■ Input material
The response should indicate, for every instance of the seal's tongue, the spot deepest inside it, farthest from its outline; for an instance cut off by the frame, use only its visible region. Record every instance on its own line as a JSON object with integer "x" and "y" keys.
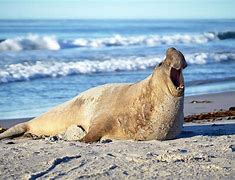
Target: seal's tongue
{"x": 175, "y": 76}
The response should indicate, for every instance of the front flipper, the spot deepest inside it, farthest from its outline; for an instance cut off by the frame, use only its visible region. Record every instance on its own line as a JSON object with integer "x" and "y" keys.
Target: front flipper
{"x": 97, "y": 130}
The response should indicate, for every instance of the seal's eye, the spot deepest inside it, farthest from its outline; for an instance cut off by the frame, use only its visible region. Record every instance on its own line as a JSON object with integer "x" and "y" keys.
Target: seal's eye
{"x": 177, "y": 78}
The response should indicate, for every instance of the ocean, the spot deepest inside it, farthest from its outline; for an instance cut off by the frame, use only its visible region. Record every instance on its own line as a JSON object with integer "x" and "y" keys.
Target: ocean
{"x": 46, "y": 62}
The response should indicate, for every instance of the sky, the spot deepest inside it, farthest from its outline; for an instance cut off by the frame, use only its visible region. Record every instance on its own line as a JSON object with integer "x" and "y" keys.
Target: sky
{"x": 117, "y": 9}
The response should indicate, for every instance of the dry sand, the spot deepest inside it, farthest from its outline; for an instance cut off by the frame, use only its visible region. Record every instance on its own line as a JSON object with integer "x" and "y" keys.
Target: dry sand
{"x": 202, "y": 151}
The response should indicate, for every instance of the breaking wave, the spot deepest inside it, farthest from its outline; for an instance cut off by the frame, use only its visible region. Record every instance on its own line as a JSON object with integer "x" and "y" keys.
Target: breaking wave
{"x": 36, "y": 42}
{"x": 41, "y": 69}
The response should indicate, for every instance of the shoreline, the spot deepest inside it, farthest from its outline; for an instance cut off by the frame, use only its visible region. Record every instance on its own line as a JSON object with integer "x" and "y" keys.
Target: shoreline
{"x": 195, "y": 104}
{"x": 203, "y": 150}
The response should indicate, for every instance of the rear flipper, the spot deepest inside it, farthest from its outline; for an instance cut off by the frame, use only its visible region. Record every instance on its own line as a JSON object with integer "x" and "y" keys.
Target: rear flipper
{"x": 17, "y": 130}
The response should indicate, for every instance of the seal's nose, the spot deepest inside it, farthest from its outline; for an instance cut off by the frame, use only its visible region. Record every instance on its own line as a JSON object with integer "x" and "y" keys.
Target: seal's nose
{"x": 175, "y": 59}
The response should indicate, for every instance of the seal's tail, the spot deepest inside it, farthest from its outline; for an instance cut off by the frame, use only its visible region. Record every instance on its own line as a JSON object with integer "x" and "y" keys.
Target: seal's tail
{"x": 17, "y": 130}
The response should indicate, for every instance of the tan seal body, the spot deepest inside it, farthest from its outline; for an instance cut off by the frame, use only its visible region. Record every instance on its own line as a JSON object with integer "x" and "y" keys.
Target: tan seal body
{"x": 146, "y": 110}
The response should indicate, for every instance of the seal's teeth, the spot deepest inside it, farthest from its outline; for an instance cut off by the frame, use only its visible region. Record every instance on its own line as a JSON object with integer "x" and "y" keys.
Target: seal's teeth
{"x": 180, "y": 88}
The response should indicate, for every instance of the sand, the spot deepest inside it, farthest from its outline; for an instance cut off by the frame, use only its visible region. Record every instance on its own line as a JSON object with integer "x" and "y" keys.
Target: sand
{"x": 204, "y": 150}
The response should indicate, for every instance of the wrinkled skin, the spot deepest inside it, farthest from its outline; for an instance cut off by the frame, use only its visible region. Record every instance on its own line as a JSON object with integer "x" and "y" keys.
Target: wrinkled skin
{"x": 146, "y": 110}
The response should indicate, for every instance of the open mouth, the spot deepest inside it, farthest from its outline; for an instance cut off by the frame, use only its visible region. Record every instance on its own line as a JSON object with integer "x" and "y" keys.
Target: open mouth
{"x": 177, "y": 78}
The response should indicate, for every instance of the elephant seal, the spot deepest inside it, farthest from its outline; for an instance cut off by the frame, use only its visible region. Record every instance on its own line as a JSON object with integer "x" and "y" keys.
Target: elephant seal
{"x": 146, "y": 110}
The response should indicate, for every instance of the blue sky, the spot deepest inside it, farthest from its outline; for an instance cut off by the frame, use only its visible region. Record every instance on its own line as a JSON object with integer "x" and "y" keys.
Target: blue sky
{"x": 117, "y": 9}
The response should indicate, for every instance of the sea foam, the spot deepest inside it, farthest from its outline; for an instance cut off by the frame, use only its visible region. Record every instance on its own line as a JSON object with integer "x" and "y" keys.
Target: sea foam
{"x": 41, "y": 69}
{"x": 30, "y": 42}
{"x": 34, "y": 42}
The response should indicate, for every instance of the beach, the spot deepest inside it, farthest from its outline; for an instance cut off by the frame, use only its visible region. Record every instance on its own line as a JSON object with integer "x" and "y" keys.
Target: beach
{"x": 204, "y": 150}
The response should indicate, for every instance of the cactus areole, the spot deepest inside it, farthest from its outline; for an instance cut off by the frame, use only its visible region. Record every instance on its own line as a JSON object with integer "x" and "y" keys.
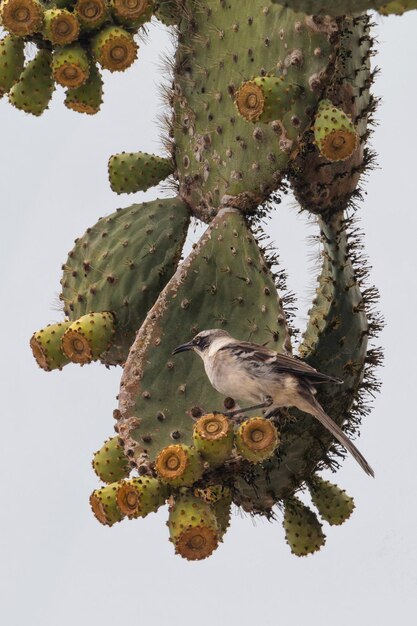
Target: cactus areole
{"x": 263, "y": 93}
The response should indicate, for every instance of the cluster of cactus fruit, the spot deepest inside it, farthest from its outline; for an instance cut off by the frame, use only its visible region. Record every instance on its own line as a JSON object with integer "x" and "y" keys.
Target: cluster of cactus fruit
{"x": 263, "y": 94}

■ Exercise goal
Repeat the entries word for word, beginning at the line that contains "the beach, the" and continuing through the end of the entries. Leave the pictures out of your answer.

■ Task response
The response should indicate, for every instance of the beach, the spot deepest inside it, farthest from its outline; for an instance cut off by the frame, use only its visible region. Record every instance on its own line as a JSON object with integer "x" and "y" keys.
Target: beach
{"x": 204, "y": 150}
The response should indicate, for every instance of the cactus areole, the spot deepest inside it, farthest from its outline; for an instance cut off by the frame, use only its visible region. Record every instance on its own line as a JSON object with integer "x" and "y" keys.
Target: cactus areole
{"x": 263, "y": 93}
The response should indicate, for every instance of the cluster of cactus fruit, the spot deepest inside it, farthest from its outline; for an instance cut off by the frame, use only its visible region. Record every instance on its own line as a JSON object with integer "x" and "y" keys.
Target: cluster of cactus fruit
{"x": 263, "y": 94}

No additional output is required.